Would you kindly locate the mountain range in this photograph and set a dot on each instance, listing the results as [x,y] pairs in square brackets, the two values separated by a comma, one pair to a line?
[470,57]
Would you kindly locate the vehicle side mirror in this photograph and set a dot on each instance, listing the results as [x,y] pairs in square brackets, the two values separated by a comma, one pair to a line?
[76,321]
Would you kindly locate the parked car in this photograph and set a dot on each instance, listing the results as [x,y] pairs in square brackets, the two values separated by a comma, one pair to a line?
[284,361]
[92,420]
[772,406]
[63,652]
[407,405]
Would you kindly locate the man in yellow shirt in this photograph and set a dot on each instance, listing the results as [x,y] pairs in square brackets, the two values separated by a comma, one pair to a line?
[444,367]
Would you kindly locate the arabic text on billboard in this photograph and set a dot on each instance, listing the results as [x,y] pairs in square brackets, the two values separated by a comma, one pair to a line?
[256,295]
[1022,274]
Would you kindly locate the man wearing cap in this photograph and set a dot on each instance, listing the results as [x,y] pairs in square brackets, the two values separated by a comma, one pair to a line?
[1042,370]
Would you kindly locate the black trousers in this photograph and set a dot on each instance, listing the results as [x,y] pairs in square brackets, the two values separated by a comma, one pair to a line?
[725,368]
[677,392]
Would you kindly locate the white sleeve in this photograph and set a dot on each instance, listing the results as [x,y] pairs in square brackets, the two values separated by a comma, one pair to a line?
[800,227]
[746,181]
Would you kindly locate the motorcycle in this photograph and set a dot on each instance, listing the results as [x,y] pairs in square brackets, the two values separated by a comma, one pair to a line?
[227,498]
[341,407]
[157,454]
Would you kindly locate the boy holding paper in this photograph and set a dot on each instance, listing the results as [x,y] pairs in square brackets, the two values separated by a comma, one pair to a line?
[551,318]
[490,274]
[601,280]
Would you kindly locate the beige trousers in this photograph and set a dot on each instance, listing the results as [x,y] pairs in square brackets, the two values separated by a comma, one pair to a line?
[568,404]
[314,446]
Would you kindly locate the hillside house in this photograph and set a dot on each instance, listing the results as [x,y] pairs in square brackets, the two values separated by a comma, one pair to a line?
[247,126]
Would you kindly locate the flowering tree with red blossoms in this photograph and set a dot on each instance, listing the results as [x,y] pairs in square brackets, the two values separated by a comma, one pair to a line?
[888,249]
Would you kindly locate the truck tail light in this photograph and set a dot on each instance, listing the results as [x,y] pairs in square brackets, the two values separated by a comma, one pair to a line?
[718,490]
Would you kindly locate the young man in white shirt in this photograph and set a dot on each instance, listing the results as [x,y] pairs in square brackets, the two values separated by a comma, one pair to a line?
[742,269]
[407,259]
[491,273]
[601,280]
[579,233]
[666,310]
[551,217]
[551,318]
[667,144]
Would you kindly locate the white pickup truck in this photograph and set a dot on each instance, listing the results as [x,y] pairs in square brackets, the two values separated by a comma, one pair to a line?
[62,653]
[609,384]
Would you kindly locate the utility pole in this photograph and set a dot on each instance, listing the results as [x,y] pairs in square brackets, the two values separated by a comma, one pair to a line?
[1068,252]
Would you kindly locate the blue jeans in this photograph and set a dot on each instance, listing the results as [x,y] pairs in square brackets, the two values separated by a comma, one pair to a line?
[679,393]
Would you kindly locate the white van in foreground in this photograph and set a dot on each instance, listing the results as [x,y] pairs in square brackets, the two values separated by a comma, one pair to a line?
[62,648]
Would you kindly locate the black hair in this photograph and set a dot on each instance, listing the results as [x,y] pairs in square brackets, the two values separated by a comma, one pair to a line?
+-------+
**TASK TO COMPLETE:** Output all of the material, please, exactly as it stands.

**EXERCISE SOLUTION:**
Would you kindly locate the mountain range in this photograph and set a dot on each instance, listing the results as [x,y] pairs in square brackets, the two values separated by a comma, one pair to a line?
[470,57]
Would you kindly locate the vehicle side mirror in this photograph and set a dot on each instance, listing the results as [x,y] pairs in square brackets, the two values separated by a comma, one pair to a line?
[76,321]
Would you kindly locate the parked car in this photograph and set a dot on each instance, listing the results as [x,y] pairs in square brackets, the two values separated by a comma, one pair to a line?
[284,361]
[92,420]
[772,406]
[63,652]
[407,405]
Would you kindly locate the man in yellow shirt in this photograph and set a dot on each instance, listing the results as [x,y] pairs in square brackets, the two values separated by a comma, one pair to a line?
[444,367]
Would you kindly locate the arabic text on billboard in this photograph and set a dot on each instance, listing the results as [x,y] pairs in square brackets, the two values separated by a comma, one pair to a line?
[256,295]
[1022,274]
Would you kindly locate the man wearing cap in this photograph and set a dot on each instance, listing the results as [x,y] pairs in square brackets, the two values separated by a comma, one pair to a line?
[1042,370]
Would you kindly locate the black trousers in this photograph and set a dot on each instance, listing the results as [x,y] pairs in square brackets, the two values separated by a comma, one pair to a line?
[725,368]
[677,392]
Would you kindly locate the white sleeve in this photograph and set a dot on each instance, listing the results as [x,y] pairs in square brackets, the two values separated by a comma, one pair to a line?
[800,227]
[746,181]
Would you kindly locate the motorcycle in this photograph and set a dot on each instance, listing the results as [x,y] pairs in square brackets, the two values separated by a comma, one pair to a line?
[227,498]
[341,407]
[157,454]
Would you kindly locate the boy holding paper in this photograph and set a dot on each instance, listing the results as [x,y] pairs in square brackets, the two values separated by a comma, one pair to a line?
[551,318]
[490,274]
[601,280]
Would you kindly locate the beige trousers in this photograph and set a dot on each instance, listing the results as [x,y] pairs in square brackets, the two values separated by a comma, one pair to a line?
[568,404]
[314,446]
Would you kindly locate the hillside house in this photograph and set a dot on each instance, listing the results as [x,y] pairs in square brackets, the two values separated by a comma, one pair to a line?
[247,126]
Would you kindly locate the flowering tree with red blossoms in this photograph and set a dot on each instance, listing the results as [x,y] pairs in square brackets, the two values separated by a comma, one pair to a line?
[888,249]
Would you kindly locate the truck tail light in this photograph and set a dot on each instance, listing the results as [x,y] pairs in square brackets, the two values separated by a comma, one pair to a line?
[718,490]
Would you kindly locate the young man in white shirt in this photograph and set a dot on each instance, listing the results as [x,y] pairs in square brackets, the two values separated by a comma, one pair to a line?
[742,269]
[407,259]
[491,273]
[601,280]
[579,233]
[666,310]
[551,217]
[551,318]
[667,144]
Would you kindly locate the white pickup truck in this photograph and set a dot on each instance, listing the results as [x,y] pairs in square brackets, the two values separated by a comma, one pair to a line?
[62,653]
[609,384]
Would you kindly locate the utility pole in this photograph and set a dot on each instance, listing the results as [x,y] pairs in square brackets, the two values separated by a comma, one pair to a line?
[1068,252]
Would you kindly locate the blue jeans in this photograph and set a dot on each instance, listing the results as [x,y] pairs in square brackets, the two values separated by a comma, one pair to a line?
[679,393]
Would you kindly locate the white van in foreground in this photograph and set a dot on each instance, listing the results as [x,y] pairs in square brackets, the two values separated by a comma, one pair to a line?
[62,648]
Would you kindly locate the black hair in this photograph and set a dot on each instance, listing the results as [x,y] pairs in square brackets, the two values separated by a comma, one pair to a line?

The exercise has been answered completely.